## Required work
Show each line of the entries that contains the string "shirt". Case counts.

Data listing:

============================================================

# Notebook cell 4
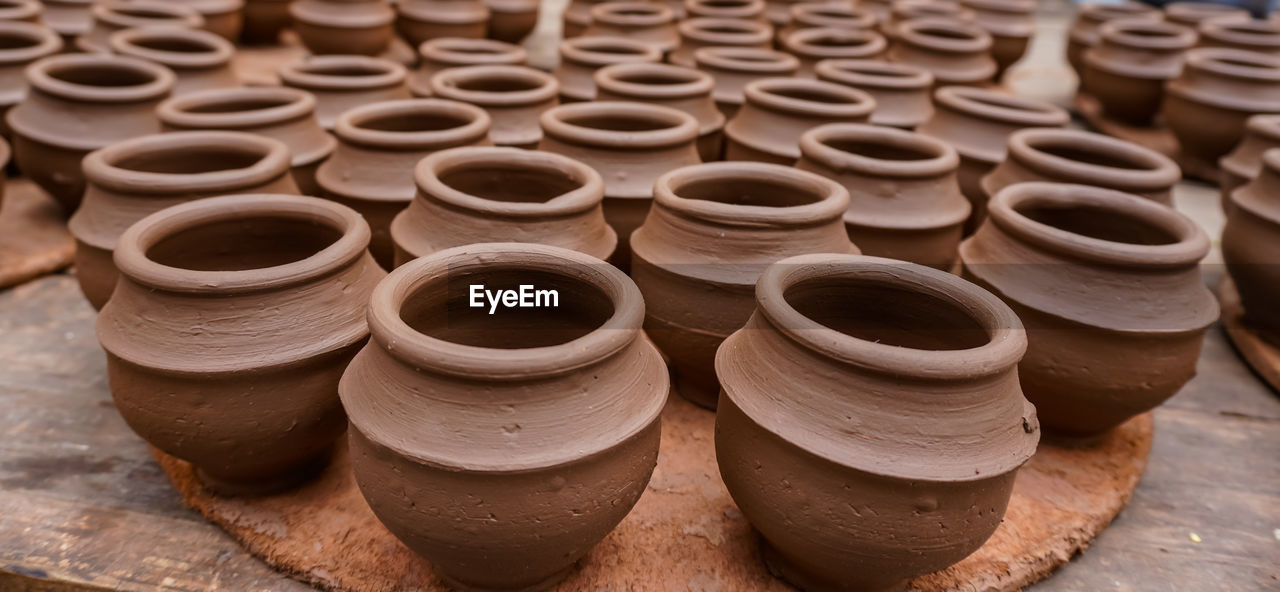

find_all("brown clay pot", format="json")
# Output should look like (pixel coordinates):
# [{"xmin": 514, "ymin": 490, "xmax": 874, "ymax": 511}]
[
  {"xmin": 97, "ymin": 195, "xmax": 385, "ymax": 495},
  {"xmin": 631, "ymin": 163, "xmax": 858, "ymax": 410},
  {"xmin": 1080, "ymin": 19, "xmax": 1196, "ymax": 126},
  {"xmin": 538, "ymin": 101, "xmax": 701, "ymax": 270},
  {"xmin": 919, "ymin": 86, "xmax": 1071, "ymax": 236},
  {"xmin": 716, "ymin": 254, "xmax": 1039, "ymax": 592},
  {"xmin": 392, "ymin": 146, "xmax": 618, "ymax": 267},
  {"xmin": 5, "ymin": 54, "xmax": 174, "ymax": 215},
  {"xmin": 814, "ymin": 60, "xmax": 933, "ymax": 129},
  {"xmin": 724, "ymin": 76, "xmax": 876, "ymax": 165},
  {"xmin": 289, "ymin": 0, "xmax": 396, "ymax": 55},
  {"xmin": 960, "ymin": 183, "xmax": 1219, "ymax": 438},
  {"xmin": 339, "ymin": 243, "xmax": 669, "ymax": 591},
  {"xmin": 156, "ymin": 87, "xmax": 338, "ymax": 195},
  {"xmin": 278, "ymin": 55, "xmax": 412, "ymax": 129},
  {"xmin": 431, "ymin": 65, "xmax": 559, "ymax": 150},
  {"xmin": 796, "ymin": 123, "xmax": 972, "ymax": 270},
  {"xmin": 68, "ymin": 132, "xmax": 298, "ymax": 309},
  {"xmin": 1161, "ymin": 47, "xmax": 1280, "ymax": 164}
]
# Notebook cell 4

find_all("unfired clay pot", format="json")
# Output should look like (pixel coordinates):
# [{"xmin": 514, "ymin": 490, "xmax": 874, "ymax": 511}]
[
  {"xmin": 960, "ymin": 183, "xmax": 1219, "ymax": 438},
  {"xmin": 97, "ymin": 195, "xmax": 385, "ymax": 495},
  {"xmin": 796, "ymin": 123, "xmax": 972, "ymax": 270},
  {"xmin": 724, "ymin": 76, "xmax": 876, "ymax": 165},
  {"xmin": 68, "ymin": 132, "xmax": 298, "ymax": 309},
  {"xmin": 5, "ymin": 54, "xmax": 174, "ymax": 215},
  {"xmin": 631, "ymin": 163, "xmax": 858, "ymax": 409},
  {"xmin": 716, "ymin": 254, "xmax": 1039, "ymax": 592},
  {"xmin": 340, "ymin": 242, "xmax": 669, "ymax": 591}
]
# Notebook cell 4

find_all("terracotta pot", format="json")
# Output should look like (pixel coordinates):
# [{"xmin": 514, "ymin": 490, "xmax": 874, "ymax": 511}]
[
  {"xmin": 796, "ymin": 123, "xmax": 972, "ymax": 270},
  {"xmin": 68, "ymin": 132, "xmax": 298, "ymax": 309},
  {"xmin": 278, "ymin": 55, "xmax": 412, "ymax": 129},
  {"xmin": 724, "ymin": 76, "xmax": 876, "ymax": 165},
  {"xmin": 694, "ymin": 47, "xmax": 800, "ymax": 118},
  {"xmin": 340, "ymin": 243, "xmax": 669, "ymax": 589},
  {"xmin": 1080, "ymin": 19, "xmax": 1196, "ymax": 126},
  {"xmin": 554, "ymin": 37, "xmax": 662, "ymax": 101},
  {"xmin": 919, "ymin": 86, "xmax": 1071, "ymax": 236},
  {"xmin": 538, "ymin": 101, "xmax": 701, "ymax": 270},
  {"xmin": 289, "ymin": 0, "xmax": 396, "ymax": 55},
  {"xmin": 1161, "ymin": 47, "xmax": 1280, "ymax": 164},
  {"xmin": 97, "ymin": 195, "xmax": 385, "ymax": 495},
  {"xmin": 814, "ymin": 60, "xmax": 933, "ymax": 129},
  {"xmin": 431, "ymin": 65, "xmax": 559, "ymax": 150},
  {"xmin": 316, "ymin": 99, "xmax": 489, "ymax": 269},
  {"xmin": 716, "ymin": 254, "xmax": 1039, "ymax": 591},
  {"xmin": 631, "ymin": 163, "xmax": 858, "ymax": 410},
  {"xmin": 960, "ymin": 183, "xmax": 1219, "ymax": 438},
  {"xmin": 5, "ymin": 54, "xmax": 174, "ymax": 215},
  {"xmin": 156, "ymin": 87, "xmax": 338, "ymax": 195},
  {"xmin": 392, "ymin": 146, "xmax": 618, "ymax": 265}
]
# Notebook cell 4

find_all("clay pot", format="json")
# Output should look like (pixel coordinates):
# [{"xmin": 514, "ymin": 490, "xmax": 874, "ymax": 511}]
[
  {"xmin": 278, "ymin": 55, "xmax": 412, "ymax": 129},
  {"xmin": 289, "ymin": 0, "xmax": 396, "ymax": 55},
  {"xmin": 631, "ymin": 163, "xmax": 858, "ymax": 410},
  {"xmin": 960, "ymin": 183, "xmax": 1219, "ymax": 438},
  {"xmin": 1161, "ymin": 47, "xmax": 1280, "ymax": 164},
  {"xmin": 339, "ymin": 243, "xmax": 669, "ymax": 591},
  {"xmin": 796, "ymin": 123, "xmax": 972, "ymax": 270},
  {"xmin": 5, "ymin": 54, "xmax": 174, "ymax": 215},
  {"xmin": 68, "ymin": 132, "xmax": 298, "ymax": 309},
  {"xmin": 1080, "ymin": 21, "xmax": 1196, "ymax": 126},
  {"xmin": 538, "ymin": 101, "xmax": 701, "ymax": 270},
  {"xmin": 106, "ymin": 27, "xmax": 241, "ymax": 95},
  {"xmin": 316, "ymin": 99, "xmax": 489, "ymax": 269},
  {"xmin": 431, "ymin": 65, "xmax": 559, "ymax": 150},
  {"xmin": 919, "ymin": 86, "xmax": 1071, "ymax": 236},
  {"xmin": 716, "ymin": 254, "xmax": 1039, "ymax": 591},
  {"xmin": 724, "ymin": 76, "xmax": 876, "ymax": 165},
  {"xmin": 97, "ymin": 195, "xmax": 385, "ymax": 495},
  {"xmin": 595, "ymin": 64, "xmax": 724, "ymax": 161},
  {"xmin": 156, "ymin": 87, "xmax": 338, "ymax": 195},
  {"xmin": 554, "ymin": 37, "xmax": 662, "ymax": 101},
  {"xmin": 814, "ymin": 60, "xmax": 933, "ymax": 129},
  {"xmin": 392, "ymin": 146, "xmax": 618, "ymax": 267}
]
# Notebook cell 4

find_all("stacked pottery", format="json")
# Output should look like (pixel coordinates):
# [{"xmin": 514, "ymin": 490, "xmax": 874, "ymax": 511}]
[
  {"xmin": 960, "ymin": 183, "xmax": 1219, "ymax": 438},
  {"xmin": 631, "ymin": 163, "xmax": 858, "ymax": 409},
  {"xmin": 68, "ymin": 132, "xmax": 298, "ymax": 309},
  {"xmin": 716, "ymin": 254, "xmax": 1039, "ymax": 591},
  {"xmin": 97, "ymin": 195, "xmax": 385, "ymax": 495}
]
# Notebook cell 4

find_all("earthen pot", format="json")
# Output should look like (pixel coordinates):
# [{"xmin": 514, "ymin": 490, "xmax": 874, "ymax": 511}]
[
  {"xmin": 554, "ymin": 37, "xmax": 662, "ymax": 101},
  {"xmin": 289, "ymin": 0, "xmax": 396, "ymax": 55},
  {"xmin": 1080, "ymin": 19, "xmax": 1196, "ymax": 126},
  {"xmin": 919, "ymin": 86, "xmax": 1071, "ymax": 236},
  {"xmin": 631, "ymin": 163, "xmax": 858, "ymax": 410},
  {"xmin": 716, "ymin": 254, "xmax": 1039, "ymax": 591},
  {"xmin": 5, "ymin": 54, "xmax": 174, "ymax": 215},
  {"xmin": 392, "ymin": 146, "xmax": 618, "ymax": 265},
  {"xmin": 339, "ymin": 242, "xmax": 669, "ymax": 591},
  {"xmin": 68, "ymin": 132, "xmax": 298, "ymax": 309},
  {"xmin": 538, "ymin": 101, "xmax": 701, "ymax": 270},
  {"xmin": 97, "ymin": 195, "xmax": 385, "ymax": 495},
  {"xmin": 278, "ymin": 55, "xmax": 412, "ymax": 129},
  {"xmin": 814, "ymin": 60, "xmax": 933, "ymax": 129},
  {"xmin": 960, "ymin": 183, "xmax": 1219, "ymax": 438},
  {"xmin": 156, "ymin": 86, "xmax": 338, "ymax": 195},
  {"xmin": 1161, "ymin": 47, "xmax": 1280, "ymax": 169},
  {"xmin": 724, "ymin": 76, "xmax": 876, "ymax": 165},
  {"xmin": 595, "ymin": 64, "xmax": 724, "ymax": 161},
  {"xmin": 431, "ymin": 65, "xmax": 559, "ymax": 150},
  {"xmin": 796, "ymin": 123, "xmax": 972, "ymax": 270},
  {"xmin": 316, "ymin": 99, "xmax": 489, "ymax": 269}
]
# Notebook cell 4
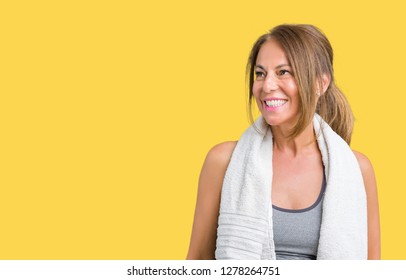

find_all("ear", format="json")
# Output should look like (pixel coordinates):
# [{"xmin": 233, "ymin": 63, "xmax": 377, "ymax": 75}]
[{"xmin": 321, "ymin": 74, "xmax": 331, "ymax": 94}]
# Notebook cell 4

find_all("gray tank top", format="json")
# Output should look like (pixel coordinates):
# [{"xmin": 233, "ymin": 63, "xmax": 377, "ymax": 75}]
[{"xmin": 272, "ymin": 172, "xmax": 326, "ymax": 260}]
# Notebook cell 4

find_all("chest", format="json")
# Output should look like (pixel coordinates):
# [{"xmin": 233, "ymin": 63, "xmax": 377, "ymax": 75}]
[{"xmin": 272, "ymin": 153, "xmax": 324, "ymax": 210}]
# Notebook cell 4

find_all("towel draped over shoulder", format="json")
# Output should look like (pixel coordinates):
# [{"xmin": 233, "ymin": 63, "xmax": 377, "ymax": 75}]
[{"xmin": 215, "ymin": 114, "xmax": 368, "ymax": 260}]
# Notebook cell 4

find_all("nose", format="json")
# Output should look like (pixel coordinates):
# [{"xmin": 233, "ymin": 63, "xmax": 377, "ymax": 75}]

============================================================

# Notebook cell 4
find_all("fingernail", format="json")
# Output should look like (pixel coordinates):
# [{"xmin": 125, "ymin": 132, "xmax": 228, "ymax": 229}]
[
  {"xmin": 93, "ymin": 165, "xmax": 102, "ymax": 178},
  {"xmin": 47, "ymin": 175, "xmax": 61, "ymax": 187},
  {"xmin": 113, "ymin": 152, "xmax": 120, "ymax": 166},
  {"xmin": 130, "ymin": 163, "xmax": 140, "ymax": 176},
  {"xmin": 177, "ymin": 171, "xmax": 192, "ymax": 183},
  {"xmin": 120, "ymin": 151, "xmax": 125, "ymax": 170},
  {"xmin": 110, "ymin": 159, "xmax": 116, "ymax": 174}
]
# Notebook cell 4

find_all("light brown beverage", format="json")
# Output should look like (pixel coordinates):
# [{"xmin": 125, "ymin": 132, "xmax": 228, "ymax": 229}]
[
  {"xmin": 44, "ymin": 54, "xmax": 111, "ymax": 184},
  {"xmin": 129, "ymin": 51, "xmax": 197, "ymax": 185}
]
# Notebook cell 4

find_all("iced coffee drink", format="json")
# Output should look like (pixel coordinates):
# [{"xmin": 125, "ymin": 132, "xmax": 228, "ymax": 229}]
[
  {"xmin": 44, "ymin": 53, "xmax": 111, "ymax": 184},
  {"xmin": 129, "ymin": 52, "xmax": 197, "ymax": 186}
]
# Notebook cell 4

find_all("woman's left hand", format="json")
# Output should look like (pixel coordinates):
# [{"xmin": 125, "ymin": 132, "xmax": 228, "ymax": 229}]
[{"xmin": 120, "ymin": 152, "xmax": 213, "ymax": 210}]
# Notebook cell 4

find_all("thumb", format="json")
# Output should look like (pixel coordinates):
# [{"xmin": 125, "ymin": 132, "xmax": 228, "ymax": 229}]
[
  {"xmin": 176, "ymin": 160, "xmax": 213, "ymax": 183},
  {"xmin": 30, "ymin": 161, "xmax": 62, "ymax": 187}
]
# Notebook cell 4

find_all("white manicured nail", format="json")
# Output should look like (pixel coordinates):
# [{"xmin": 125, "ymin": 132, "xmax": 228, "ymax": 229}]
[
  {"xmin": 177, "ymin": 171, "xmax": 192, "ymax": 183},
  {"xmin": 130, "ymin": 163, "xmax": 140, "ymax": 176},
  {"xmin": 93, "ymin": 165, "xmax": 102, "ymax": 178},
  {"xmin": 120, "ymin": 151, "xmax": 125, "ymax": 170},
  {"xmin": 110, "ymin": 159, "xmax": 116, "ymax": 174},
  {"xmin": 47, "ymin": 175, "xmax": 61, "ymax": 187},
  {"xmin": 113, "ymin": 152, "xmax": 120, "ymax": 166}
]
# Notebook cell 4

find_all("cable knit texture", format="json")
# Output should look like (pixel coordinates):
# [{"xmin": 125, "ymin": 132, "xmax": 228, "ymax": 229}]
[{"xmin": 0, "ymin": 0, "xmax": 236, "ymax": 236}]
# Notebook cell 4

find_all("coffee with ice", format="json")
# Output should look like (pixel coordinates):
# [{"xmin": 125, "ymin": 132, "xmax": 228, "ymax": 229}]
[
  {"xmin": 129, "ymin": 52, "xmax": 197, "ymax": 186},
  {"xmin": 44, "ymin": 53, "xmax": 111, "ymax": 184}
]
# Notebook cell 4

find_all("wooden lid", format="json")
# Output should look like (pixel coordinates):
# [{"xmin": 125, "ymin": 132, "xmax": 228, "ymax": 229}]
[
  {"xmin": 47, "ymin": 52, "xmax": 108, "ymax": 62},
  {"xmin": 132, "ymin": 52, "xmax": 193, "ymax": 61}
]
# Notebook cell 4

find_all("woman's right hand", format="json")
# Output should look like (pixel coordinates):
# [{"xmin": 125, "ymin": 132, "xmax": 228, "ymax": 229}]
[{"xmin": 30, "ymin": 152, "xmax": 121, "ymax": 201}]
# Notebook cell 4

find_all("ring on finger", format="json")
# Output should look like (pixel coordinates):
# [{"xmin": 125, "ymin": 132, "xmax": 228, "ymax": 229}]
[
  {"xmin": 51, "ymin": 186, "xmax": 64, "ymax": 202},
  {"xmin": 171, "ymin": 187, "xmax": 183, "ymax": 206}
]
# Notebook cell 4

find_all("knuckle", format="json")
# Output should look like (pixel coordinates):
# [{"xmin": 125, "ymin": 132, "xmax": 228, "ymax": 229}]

============================================================

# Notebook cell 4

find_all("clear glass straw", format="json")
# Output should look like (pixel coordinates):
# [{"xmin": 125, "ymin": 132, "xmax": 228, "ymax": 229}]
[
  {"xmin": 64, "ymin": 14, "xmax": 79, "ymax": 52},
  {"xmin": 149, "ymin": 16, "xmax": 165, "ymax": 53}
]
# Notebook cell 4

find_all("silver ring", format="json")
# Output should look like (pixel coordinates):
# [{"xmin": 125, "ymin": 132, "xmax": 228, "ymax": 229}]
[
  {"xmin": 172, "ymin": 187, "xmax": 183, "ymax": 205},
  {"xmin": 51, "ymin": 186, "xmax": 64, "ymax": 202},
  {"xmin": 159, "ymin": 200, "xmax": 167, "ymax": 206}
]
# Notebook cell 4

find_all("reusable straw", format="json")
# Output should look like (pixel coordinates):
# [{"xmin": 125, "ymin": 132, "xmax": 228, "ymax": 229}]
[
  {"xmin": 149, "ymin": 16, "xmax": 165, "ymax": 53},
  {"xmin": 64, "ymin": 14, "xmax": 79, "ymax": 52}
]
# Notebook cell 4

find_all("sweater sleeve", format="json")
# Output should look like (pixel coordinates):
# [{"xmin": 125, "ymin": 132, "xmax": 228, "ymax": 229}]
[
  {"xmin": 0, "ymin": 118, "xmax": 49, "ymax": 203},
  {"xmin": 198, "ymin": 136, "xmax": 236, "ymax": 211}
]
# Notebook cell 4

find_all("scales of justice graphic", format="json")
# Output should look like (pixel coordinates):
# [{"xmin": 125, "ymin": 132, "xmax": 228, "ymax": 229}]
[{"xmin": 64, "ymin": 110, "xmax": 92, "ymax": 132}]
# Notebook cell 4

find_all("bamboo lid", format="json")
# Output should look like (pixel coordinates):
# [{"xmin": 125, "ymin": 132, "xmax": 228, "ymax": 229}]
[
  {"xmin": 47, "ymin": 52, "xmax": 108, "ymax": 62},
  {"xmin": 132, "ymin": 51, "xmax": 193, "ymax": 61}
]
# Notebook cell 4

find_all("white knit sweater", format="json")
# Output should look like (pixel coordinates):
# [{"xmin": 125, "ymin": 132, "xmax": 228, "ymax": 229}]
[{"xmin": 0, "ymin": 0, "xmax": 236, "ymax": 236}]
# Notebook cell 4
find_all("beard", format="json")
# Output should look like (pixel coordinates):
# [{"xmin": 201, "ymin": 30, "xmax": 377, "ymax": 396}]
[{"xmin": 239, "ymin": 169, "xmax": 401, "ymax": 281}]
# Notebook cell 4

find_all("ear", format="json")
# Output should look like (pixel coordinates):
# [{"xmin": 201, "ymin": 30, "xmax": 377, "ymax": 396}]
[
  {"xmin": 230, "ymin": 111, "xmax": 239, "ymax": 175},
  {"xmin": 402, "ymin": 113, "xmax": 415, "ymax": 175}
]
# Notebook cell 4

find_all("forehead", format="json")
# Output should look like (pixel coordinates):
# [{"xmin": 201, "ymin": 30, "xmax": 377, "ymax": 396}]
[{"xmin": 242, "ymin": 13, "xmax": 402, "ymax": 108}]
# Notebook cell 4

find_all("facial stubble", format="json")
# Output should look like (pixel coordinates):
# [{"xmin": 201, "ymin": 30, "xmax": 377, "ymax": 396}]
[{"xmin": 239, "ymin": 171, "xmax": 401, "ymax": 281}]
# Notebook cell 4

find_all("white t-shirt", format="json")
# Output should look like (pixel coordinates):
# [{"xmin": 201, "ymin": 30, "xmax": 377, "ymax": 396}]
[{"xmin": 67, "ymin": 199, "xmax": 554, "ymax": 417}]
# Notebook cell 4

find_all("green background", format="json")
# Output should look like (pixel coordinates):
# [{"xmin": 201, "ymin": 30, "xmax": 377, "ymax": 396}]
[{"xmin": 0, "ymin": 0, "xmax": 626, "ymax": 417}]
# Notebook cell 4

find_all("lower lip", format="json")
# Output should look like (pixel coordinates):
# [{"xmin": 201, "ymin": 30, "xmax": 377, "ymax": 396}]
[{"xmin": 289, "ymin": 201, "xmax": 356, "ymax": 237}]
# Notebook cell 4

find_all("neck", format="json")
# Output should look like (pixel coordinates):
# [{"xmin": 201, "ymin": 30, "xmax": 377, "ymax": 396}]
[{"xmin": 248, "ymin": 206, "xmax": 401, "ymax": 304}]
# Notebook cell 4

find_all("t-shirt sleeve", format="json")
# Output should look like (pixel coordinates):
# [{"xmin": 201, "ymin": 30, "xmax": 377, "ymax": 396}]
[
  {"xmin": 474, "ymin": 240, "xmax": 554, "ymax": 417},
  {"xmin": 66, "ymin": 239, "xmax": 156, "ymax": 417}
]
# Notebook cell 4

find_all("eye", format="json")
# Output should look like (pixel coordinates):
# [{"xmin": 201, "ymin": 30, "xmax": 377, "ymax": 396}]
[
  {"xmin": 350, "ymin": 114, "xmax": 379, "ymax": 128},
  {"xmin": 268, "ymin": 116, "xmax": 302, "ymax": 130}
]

============================================================

## Solution for this problem
find_all("white t-shirt", format="json")
find_all("t-shirt sleeve", format="json")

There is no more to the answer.